_Given task_: Could you repeat the lines from the one that has "of the triangular" through the end of the records, swapping "turning-movement log" for "site survey" and leaving everything else unchanged?

_Object position labeling entries_:
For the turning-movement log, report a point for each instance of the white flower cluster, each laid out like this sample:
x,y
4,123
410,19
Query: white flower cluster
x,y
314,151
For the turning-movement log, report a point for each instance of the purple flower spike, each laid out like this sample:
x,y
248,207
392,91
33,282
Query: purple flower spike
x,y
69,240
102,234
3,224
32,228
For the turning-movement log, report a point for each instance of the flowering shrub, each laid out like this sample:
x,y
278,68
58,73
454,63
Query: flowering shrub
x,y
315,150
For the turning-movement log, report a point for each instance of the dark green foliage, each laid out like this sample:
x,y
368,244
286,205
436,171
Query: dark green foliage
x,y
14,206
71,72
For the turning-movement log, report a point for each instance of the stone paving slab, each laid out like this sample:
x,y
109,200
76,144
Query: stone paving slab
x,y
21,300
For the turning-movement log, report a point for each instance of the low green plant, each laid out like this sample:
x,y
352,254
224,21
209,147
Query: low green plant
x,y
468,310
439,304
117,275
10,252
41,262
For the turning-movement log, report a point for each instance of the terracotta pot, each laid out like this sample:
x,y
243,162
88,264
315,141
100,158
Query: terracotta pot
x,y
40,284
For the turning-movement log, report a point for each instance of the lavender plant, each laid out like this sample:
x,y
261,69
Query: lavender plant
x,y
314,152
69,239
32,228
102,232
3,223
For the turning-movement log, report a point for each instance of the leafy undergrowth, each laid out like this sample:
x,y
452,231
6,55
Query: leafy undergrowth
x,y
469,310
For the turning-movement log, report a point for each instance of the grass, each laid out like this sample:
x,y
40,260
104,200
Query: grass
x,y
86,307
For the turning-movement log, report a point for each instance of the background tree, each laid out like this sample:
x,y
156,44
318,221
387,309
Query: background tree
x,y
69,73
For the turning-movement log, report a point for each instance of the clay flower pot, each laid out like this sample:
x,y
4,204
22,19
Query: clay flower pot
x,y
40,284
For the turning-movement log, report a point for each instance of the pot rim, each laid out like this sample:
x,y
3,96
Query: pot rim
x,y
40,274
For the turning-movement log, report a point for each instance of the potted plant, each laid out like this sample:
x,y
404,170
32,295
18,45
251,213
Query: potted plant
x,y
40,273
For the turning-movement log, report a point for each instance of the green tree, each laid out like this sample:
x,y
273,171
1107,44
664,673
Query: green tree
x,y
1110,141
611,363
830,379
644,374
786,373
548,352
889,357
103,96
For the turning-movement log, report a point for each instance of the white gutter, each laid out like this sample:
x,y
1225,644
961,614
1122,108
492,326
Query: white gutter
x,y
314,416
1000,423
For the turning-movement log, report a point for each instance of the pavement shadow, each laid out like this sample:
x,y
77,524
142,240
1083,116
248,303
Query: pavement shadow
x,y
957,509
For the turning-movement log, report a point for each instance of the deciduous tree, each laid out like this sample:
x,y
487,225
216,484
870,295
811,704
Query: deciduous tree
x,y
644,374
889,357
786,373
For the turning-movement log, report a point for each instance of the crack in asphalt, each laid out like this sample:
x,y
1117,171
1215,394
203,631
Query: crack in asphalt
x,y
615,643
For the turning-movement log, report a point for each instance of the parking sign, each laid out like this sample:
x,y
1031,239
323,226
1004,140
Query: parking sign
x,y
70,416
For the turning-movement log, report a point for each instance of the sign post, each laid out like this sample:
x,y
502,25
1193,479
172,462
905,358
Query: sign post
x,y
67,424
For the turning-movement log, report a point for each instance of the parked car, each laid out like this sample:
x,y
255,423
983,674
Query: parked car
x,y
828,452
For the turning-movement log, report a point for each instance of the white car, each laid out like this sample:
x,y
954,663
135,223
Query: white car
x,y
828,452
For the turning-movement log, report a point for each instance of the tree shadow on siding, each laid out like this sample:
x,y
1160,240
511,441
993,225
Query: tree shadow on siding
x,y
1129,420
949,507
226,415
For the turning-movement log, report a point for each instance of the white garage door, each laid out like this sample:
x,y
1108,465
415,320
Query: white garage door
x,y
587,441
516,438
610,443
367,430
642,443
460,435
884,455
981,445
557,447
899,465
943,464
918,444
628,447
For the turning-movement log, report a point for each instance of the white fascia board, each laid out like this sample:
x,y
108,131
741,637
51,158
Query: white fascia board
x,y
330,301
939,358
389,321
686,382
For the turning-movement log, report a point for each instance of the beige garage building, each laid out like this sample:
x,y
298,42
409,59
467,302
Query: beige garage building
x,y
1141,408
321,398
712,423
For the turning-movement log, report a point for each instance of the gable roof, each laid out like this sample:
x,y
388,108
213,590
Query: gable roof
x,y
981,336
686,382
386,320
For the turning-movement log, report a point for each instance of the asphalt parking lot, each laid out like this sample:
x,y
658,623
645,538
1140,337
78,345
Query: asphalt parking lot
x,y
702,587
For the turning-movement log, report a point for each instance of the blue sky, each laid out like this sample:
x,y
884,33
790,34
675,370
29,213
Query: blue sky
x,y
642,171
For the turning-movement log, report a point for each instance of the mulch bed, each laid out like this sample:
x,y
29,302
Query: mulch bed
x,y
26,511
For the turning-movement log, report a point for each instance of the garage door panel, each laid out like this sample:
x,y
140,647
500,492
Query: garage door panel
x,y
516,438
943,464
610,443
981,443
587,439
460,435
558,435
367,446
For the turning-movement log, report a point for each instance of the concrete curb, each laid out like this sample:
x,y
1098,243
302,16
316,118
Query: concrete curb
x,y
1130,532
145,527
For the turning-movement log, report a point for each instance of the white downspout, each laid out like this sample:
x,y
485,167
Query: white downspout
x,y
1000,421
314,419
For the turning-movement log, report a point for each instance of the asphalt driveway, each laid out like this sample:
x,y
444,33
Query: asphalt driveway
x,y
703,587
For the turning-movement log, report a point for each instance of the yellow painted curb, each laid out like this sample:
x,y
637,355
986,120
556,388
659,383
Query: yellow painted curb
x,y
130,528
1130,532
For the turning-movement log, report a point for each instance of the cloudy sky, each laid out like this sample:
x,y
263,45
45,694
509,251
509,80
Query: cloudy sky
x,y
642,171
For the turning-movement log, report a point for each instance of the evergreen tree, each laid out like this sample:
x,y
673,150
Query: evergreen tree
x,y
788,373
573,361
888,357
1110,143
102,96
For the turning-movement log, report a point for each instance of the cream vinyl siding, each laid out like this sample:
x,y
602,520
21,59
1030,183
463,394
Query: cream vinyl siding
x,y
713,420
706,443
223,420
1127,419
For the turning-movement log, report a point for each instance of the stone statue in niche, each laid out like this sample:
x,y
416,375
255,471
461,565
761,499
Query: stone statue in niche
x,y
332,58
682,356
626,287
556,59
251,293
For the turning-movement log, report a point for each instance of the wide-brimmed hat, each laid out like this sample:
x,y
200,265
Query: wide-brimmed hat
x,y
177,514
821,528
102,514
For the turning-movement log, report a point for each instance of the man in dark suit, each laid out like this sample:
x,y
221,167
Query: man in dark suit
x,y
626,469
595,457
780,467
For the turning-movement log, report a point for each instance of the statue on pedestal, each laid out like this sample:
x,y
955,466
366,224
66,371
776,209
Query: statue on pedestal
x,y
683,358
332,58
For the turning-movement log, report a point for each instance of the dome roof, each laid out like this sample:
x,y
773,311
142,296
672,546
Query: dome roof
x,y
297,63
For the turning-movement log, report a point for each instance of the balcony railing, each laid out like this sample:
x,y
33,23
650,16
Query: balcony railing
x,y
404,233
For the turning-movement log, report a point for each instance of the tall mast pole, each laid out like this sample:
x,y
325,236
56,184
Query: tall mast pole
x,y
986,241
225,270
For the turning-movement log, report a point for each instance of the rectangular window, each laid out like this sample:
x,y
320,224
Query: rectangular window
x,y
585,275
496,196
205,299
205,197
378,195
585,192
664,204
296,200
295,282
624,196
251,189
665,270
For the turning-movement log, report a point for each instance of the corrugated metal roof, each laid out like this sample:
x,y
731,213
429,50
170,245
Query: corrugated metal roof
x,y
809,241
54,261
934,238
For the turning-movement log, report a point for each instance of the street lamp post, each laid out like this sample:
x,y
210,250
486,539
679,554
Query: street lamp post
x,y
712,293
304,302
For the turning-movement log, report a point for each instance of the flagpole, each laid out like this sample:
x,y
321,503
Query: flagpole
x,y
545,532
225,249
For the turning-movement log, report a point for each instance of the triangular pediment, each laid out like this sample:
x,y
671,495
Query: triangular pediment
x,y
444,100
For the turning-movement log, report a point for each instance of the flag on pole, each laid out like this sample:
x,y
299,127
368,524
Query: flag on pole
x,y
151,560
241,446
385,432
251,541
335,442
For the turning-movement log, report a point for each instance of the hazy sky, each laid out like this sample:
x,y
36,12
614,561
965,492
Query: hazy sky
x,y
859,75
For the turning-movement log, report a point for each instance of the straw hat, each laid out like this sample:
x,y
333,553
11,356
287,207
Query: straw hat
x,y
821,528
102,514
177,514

_Worked solution_:
For the site survey, report a point for each instance of the triangular pediment, each laid out like this sample:
x,y
671,495
Query: triangular pediment
x,y
444,100
For the site survey, report a point for each instance of the flag on pole, each laid out like this sample:
x,y
299,127
368,524
Query: flag on pole
x,y
151,560
241,446
385,432
251,541
335,442
For the site survey, report a point for each instance of the hazy sky, each laid out like this sample:
x,y
36,12
614,561
965,492
Query: hazy sky
x,y
859,75
For the site survey, report a point for each instance of the straw hat, each laid out like this sample:
x,y
333,553
11,356
287,207
Query: straw hat
x,y
821,528
102,514
177,514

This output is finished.